● WHAT IS REQUIRED
Please print all the lines below exactly as they are written.

[Referring expression data]
>>>>>
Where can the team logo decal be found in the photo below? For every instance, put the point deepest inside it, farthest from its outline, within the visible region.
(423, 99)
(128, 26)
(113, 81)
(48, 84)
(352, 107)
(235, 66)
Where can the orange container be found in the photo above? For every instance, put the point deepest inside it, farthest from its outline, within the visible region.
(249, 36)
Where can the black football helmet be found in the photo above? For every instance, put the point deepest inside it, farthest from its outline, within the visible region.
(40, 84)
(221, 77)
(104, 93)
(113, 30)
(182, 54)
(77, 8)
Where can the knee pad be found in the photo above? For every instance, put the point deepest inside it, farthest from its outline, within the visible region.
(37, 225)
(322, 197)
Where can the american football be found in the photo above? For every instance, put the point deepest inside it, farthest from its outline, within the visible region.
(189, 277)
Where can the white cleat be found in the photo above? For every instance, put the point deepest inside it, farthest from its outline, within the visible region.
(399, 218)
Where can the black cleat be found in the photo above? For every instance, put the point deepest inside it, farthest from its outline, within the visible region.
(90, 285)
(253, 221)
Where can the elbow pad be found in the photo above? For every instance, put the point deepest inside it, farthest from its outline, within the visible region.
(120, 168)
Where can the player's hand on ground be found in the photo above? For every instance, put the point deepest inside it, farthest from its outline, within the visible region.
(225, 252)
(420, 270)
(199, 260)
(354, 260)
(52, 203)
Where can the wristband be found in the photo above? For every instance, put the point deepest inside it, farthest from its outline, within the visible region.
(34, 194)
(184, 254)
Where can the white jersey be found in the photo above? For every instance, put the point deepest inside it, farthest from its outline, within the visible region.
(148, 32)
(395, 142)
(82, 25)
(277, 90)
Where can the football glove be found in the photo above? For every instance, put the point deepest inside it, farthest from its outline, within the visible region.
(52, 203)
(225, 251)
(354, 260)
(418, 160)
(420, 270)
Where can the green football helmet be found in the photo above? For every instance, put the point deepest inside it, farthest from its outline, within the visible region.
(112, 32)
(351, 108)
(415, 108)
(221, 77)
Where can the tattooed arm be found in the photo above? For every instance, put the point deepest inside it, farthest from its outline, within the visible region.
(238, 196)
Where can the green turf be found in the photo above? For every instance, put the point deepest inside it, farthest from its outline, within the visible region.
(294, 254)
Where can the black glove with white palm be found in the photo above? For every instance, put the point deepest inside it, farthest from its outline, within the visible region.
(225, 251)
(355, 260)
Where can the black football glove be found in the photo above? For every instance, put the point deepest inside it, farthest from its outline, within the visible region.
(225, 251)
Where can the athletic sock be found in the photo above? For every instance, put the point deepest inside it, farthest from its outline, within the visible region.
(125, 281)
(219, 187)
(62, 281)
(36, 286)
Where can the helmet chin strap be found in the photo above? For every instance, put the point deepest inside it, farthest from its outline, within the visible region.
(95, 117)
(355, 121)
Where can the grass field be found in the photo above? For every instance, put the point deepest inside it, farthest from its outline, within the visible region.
<<<<<
● EXPECTED ANSWER
Where can the team logo decal be found in the photo below? For every instance, put the point deepest inside it, farthest from its outline, within the visible region.
(423, 99)
(128, 26)
(113, 81)
(48, 84)
(352, 107)
(235, 66)
Where can the orange container be found in the photo above? For every instance, put the point deepest inside it, farthest from its outline, within the visible region.
(249, 36)
Where can the black football helmet be found in the photo above? For every instance, put the point deepest inside it, farthest from its outline, within the visible region.
(40, 84)
(221, 77)
(104, 93)
(113, 30)
(182, 54)
(77, 8)
Where can the knee pad be found in the photo above? For every instance, put the point deepest inside it, farthest from its outline, within the visible region.
(37, 225)
(322, 197)
Where can the american football be found in the photo above? For every instance, put the point deepest inside it, farthest from its outline, within the visible region.
(189, 277)
Where can the white cleat be found in the photo above? For every instance, put the point deepest inside it, farthest from its outline, within the visible region.
(399, 218)
Where can the black cleat be found in the photo above? For every instance, put the point deepest inside it, farthest from its outline, within the visible region.
(90, 285)
(253, 221)
Where can the elbow pad be found in the photo above? For every instance, put the point deepest inside it, farthest from its outline, within the visible region.
(120, 168)
Where can the player's hand on ground be found in the photo above? For every instance, put the point deepest inside it, farthest from its outline, within the visible region.
(225, 252)
(420, 270)
(199, 260)
(354, 260)
(52, 203)
Where can the wristband be found in the photo above? For every instance, put the point deepest inside it, farthest from its outline, within the visible region.
(34, 194)
(184, 254)
Where can the white jersey be found in the photo above? For every instance, put the point deepest inside it, farthest from its outline, within the visible region.
(148, 32)
(395, 142)
(82, 25)
(277, 90)
Where can the football glove be found in the photo above? For every instance, put the point deepest inside it, farthest from its outline, within the visible region.
(52, 203)
(225, 251)
(354, 260)
(418, 160)
(420, 270)
Where can the green football helmet be found in the photo above? For every instance, put the point deepest inside it, farthest from its outline, within the visible region.
(112, 32)
(351, 108)
(415, 108)
(221, 77)
Where can the tattooed arm be found in the photo above? For every instance, put the point deepest inside it, farthest from its outline, within the visible region.
(238, 196)
Where can the green turf be found in the photo above? For every instance, put the point deepest inside it, farthest from its outline, within the visible region.
(294, 254)
Where can the black glove with white palm be found in the photo above? For every instance, put the point deepest inside it, farthest from its outline, within the visible region.
(225, 251)
(355, 260)
Where can the black football glove be found in the photo above? For every instance, put the point deepest inside it, farthest from its outline, within the visible region.
(225, 251)
Where can the athletic sock be found in the photo above? For every instance, put the point deepest inside it, farthest from its outline, within the visible region.
(125, 281)
(219, 187)
(62, 281)
(36, 286)
Where can the helmet chin strap be found in the photo above? For every instance, put the point deepest inside it, farthest from its outline, within the visible region.
(95, 117)
(355, 121)
Where can the grass field be found in the photo above? For every instance, put the point deepest inside it, farthest from its outline, within the visible region.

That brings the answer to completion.